_PROBLEM DETAILS_
Produce the same data once more, line for line.

START EXTRACTED ENTRIES

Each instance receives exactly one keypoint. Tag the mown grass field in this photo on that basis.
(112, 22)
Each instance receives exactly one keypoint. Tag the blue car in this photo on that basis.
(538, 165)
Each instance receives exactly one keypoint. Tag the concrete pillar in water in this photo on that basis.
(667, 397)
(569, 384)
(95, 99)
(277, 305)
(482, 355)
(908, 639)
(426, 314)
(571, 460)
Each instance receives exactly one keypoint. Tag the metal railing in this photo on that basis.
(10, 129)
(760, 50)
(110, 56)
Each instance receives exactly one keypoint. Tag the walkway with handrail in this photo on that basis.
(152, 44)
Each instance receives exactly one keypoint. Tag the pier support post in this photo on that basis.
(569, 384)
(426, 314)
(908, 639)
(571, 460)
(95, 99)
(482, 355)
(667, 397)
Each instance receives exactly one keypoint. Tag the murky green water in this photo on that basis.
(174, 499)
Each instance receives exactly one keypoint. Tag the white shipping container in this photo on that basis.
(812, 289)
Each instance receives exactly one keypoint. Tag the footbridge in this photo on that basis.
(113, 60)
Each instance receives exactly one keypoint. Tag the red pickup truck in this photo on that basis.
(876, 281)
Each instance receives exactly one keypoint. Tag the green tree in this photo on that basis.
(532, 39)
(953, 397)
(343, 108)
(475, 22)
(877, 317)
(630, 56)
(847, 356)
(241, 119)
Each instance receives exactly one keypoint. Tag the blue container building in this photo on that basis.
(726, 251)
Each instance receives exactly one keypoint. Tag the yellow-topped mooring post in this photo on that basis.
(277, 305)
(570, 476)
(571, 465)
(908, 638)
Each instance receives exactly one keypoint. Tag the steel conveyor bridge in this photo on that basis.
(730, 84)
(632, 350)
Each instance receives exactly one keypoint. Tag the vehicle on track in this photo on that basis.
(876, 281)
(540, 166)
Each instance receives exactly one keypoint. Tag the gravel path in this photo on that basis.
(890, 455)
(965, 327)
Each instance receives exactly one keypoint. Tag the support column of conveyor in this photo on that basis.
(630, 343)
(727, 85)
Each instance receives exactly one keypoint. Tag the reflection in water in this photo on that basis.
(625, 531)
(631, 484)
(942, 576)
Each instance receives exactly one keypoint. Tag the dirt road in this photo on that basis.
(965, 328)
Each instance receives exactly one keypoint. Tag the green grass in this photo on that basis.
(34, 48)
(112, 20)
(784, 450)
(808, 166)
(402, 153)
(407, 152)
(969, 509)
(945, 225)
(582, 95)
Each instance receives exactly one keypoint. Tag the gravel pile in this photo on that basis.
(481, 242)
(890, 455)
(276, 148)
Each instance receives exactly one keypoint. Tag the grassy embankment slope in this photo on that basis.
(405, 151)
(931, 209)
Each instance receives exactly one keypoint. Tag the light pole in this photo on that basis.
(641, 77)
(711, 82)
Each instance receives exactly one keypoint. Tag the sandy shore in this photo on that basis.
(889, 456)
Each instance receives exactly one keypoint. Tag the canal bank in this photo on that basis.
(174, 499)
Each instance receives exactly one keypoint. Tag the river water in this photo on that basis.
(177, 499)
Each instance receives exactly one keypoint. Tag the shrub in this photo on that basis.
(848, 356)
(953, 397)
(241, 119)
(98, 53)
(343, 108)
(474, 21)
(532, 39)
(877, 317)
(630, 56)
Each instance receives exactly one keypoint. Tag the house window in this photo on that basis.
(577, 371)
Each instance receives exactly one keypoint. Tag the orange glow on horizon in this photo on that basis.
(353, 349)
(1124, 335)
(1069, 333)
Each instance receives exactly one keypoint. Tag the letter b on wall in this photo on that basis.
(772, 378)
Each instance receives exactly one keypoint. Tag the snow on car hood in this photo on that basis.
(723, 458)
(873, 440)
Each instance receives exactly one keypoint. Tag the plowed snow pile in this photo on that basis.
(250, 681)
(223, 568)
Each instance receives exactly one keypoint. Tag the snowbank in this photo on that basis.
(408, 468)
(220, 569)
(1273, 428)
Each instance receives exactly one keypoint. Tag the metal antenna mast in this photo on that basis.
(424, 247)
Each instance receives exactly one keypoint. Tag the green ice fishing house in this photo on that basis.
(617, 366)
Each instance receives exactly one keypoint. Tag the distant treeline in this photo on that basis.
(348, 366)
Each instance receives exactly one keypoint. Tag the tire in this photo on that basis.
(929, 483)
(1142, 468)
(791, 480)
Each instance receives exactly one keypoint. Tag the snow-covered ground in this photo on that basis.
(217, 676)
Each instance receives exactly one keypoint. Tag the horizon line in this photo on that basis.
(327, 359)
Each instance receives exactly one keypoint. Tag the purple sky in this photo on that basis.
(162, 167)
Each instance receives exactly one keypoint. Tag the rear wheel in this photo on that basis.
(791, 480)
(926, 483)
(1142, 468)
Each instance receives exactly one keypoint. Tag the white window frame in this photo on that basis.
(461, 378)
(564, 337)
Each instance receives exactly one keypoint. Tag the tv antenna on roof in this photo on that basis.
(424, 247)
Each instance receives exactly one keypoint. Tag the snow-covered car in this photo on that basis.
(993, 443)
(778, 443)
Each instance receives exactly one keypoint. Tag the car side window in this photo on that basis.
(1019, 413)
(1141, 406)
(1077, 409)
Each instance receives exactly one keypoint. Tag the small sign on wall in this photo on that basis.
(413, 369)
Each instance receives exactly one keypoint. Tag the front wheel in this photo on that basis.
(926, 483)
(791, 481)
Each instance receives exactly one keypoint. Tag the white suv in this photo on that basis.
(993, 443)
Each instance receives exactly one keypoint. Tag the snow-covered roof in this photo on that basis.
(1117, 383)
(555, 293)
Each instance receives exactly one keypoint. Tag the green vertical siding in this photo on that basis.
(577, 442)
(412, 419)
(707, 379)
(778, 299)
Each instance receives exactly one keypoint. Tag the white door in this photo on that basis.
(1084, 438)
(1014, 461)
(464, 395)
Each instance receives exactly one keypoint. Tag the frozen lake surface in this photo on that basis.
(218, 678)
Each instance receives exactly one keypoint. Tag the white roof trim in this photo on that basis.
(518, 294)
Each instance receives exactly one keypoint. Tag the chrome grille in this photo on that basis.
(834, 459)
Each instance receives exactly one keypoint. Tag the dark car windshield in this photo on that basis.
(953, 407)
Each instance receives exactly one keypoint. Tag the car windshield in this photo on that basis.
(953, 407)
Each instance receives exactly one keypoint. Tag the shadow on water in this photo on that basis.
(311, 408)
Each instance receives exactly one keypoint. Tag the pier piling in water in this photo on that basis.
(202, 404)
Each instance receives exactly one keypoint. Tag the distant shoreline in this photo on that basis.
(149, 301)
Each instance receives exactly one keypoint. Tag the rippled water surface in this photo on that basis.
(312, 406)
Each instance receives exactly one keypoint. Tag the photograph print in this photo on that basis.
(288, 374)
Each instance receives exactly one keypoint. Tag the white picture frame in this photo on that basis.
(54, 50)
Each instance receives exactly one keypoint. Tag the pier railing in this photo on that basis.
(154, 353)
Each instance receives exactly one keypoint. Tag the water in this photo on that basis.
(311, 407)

END EXTRACTED ENTRIES

_THE ANSWER_
Each instance receives exactly one keypoint. Tag the mown grass field in this photo on that basis.
(112, 22)
Each instance receives exactly one keypoint. Tag the blue car in this photo on that basis.
(538, 165)
Each instance receives exactly one keypoint. Tag the concrete pillar in water in this photo on that basis.
(667, 397)
(569, 384)
(95, 99)
(277, 305)
(482, 355)
(908, 639)
(426, 314)
(571, 460)
Each instance receives exactly one keypoint. Tag the metal railing in this photo on that basis.
(10, 129)
(760, 50)
(110, 56)
Each instance receives exactly one keypoint. Tag the walkway with handrail in this photo on that basis.
(152, 44)
Each instance receives exactly one keypoint. Tag the pier support post in this photo on that basis.
(569, 384)
(426, 314)
(908, 639)
(571, 460)
(95, 99)
(482, 355)
(667, 397)
Each instance receives exactly one keypoint. Tag the murky green water in this photo on that basis.
(174, 499)
Each instance receives exactly one keypoint. Tag the white shipping container in this photo on that basis.
(812, 289)
Each instance receives exactly one keypoint. Tag the footbridge in this photo on that basis.
(113, 60)
Each instance receives exactly one keypoint. Tag the red pickup truck in this photo on that basis.
(876, 281)
Each instance receives exactly one keypoint. Tag the green tree in this photo on that basis.
(532, 39)
(953, 397)
(343, 108)
(475, 22)
(877, 317)
(630, 56)
(847, 356)
(241, 119)
Each instance receives exactly one keypoint. Tag the blue container building in this photo on that basis.
(726, 251)
Each instance receives exactly one keypoint. Tag the yellow-topped mooring post in this photo on that basis.
(277, 305)
(570, 476)
(571, 465)
(908, 638)
Each instance receives exactly one keypoint. Tag the steel conveyor bridge in this photo on that basis.
(730, 84)
(632, 350)
Each instance receives exactly one keypoint. Tag the vehicle on track in this photo on that basis.
(876, 281)
(540, 166)
Each instance receives exactly one keypoint. Tag the gravel path in this photo on that basis.
(890, 455)
(965, 327)
Each instance receives exactly one keypoint. Tag the support column of conveyor in this photo on that basis.
(630, 343)
(727, 85)
Each instance receives exactly one keypoint. Tag the reflection in water in this photo on that basis.
(625, 531)
(631, 484)
(942, 576)
Each instance receives exactly one keypoint. Tag the dirt road in this photo on that basis.
(965, 328)
Each instance receives exactly one keypoint. Tag the green grass in this photo on that basis.
(34, 48)
(112, 20)
(784, 450)
(808, 166)
(402, 153)
(407, 152)
(969, 509)
(945, 225)
(582, 95)
Each instance receives exactly one keypoint. Tag the gravel pile in this photo on that basis.
(481, 242)
(890, 455)
(276, 148)
Each instance receives exactly one keypoint. Tag the grassy embankment slope in this photo on that basis.
(405, 151)
(931, 209)
Each instance receives exactly one keypoint. Tag the light pole in this photo on that basis.
(641, 77)
(711, 82)
Each instance receives exactly one keypoint. Tag the sandy shore in this photo on that basis.
(889, 456)
Each instance receives exactly one keypoint. Tag the canal bank in this photo on that basis.
(174, 499)
Each instance receives exactly one keypoint. Tag the river water in this photo on that basis.
(177, 499)
Each instance receives exactly one keypoint. Tag the shrub in this photo on that basis.
(848, 356)
(953, 397)
(241, 119)
(98, 53)
(343, 108)
(474, 21)
(532, 39)
(877, 317)
(630, 56)
Each instance receives exactly one keypoint. Tag the house window in this photo on that basis.
(577, 371)
Each instance receives exactly one keypoint. Tag the orange glow on horizon in this photo on that basis.
(353, 349)
(1124, 335)
(1069, 333)
Each instance receives exactly one keypoint. Tag the letter b on wall in this photo on that basis.
(772, 378)
Each instance receives exactly one keypoint. Tag the snow on car hood in this photo on that basis.
(723, 458)
(873, 440)
Each instance receives exactly one keypoint. Tag the plowed snow pile in this photo on that basis.
(250, 681)
(223, 568)
Each instance receives exactly one keypoint. Tag the snowbank in this photo on that basis.
(408, 468)
(220, 569)
(1273, 428)
Each instance receives exactly one keypoint. Tag the metal antenna mast in this photo on that basis.
(424, 247)
Each instance receives exactly one keypoint. Tag the green ice fishing house in this photo on that basis.
(617, 366)
Each instance receives exactly one keypoint. Tag the distant treeline in this photo on that basis.
(348, 366)
Each instance receives exactly one keypoint. Tag the tire in this photo on that basis.
(929, 483)
(1142, 468)
(791, 480)
Each instance receives exactly one keypoint. Tag the snow-covered ground in this photo on that basis.
(217, 676)
Each instance receives exactly one keypoint. Tag the horizon line in this photo on that basis.
(327, 359)
Each instance receives exactly one keypoint. Tag the purple sky in this photo on that basis.
(162, 167)
Each instance receives exactly one keypoint. Tag the rear wheel in this photo on that basis.
(791, 480)
(926, 483)
(1142, 468)
Each instance receives exactly one keypoint. Tag the white window frame in this photo on that basis.
(461, 378)
(564, 337)
Each instance receives exactly one keypoint. Tag the tv antenna on roof in this photo on that basis.
(424, 247)
Each instance receives exactly one keypoint. Tag the snow-covered car in this photo on that basis.
(993, 443)
(778, 443)
Each instance receives exactly one keypoint. Tag the car side window in this photo on that basis.
(1019, 413)
(1141, 406)
(1077, 409)
Each instance receives exactly one keypoint. Tag the small sign on wall in this photo on that basis.
(413, 369)
Each instance receives exactly one keypoint. Tag the front wheel in this photo on that basis.
(926, 483)
(791, 481)
Each instance receives exactly one keypoint. Tag the white suv in this photo on that basis.
(993, 443)
Each instance receives exactly one keypoint. Tag the snow-covered roof in this photo on that basis.
(1117, 383)
(555, 293)
Each instance receives exactly one keypoint. Tag the green vertical siding in this photo on that basis.
(577, 442)
(412, 419)
(707, 379)
(778, 299)
Each instance receives exactly one keypoint. Tag the white door in this photo on that basis.
(1084, 438)
(1014, 461)
(464, 395)
Each instance receives exactly one keypoint. Tag the frozen lake surface in this photo on that basis.
(218, 678)
Each instance receives exactly one keypoint. Tag the white roof trim in this photo on that basis.
(518, 294)
Each instance receives exactly one keypoint. Tag the chrome grille in this photo on that basis.
(834, 459)
Each instance receives exactly one keypoint. Tag the dark car windshield in this photo on that basis.
(953, 407)
Each instance receives exactly one keypoint. Tag the car windshield in this photo on that basis.
(953, 407)
Each instance receives exactly one keypoint. Tag the shadow on water in this photo on that basis.
(311, 408)
Each instance receives exactly one keypoint. Tag the pier piling in water in this photo on that basis.
(202, 404)
Each instance receives exactly one keypoint. Tag the distant shoreline in this photo on that basis.
(149, 301)
Each instance receives exactly one keypoint. Tag the rippled water surface in this photo on that basis.
(312, 406)
Each instance receives exactly one keypoint. Tag the photograph print in this photo on that basis.
(288, 374)
Each instance receives exactly one keypoint. Tag the white picture frame in this photo on that basis.
(54, 50)
Each instance receives exactly one keypoint. Tag the pier railing in this photo on that basis.
(154, 353)
Each instance receives exactly one keypoint. Tag the water in this photo on that basis.
(311, 407)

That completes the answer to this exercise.